**Task requirements:** Extract each line holding the word "lamp" from the entries.

**Input records:**
▼▼▼

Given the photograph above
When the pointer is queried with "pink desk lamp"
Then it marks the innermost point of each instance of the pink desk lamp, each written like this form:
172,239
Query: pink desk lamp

▲▲▲

**Output for this task:**
When the pointer is queried with "pink desk lamp"
Then it marks the innermost point of each instance of the pink desk lamp, each written like this form:
Query: pink desk lamp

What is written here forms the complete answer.